* Start GIVEN INFORMATION *

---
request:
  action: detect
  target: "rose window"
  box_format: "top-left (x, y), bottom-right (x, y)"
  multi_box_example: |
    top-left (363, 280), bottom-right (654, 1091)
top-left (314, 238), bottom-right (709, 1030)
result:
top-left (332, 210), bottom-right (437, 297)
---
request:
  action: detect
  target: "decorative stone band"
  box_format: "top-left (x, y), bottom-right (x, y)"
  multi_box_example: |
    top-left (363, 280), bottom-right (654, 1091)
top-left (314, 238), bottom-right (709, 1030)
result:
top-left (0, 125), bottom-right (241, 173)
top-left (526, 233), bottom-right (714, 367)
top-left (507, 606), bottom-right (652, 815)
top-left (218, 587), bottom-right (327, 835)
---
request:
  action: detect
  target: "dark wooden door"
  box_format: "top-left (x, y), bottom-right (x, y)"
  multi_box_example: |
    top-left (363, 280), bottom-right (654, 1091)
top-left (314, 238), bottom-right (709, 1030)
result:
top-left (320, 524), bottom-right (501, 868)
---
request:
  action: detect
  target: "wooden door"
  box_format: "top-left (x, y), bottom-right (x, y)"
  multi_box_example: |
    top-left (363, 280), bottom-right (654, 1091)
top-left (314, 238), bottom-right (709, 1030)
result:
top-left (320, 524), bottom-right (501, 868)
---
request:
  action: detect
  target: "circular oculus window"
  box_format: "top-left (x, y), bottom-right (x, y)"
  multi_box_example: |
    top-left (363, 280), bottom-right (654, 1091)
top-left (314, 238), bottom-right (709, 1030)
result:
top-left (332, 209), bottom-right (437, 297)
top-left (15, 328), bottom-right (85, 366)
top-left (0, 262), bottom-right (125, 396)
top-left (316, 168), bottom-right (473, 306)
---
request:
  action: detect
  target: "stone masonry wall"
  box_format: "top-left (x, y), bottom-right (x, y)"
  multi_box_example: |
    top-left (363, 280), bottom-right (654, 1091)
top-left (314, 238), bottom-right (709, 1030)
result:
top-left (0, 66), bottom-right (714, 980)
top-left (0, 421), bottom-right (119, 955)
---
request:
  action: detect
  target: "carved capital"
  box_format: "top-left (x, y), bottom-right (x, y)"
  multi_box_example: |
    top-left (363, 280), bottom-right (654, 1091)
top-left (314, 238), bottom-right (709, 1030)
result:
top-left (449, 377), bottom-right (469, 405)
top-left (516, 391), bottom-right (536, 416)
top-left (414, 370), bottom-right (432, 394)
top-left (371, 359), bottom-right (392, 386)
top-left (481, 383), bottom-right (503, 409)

* End GIVEN INFORMATION *

WRITTEN EXERCISE: Render every line of all the items above as a numbered list, omitting any blank lines.

TASK SOLUTION:
1. ---
2. request:
3.   action: detect
4.   target: "rose window"
5.   box_format: "top-left (x, y), bottom-right (x, y)"
6.   multi_box_example: |
7.     top-left (363, 280), bottom-right (654, 1091)
8. top-left (314, 238), bottom-right (709, 1030)
9. result:
10. top-left (332, 210), bottom-right (437, 297)
11. ---
12. request:
13.   action: detect
14.   target: "decorative stone band"
15.   box_format: "top-left (x, y), bottom-right (x, y)"
16.   multi_box_example: |
17.     top-left (363, 280), bottom-right (654, 1091)
18. top-left (314, 238), bottom-right (709, 1030)
19. result:
20. top-left (0, 125), bottom-right (241, 173)
21. top-left (526, 233), bottom-right (714, 367)
22. top-left (507, 606), bottom-right (652, 815)
23. top-left (218, 587), bottom-right (327, 835)
24. ---
25. request:
26.   action: detect
27.   target: "dark wooden door"
28.   box_format: "top-left (x, y), bottom-right (x, y)"
29.   multi_box_example: |
30.     top-left (363, 280), bottom-right (654, 1091)
31. top-left (314, 238), bottom-right (709, 1030)
32. result:
33. top-left (320, 524), bottom-right (501, 868)
34. ---
35. request:
36.   action: detect
37.   target: "wooden door"
38.   box_format: "top-left (x, y), bottom-right (x, y)"
39.   multi_box_example: |
40.     top-left (363, 280), bottom-right (654, 1091)
41. top-left (314, 238), bottom-right (709, 1030)
42. result:
43. top-left (320, 524), bottom-right (501, 868)
44. ---
45. request:
46.   action: detect
47.   target: "circular oculus window"
48.   box_format: "top-left (x, y), bottom-right (x, y)"
49.   multi_box_example: |
50.     top-left (363, 280), bottom-right (654, 1091)
51. top-left (314, 238), bottom-right (709, 1030)
52. result:
53. top-left (332, 209), bottom-right (437, 297)
54. top-left (15, 328), bottom-right (85, 366)
55. top-left (0, 262), bottom-right (125, 396)
56. top-left (316, 168), bottom-right (473, 306)
57. ---
58. request:
59.   action: detect
60.   target: "stone masonry wall"
61.   box_format: "top-left (x, y), bottom-right (x, y)"
62.   multi_box_example: |
63.     top-left (363, 280), bottom-right (654, 1091)
64. top-left (314, 238), bottom-right (709, 1030)
65. result:
66. top-left (0, 66), bottom-right (714, 980)
67. top-left (0, 421), bottom-right (119, 955)
68. ---
69. request:
70.   action: detect
71.   target: "carved capital"
72.   box_format: "top-left (x, y), bottom-right (x, y)"
73.   multi_box_example: |
74.     top-left (363, 280), bottom-right (654, 1091)
75. top-left (314, 238), bottom-right (709, 1030)
76. result:
77. top-left (449, 377), bottom-right (469, 405)
78. top-left (516, 391), bottom-right (536, 416)
79. top-left (414, 370), bottom-right (432, 394)
80. top-left (371, 359), bottom-right (392, 386)
81. top-left (481, 383), bottom-right (503, 409)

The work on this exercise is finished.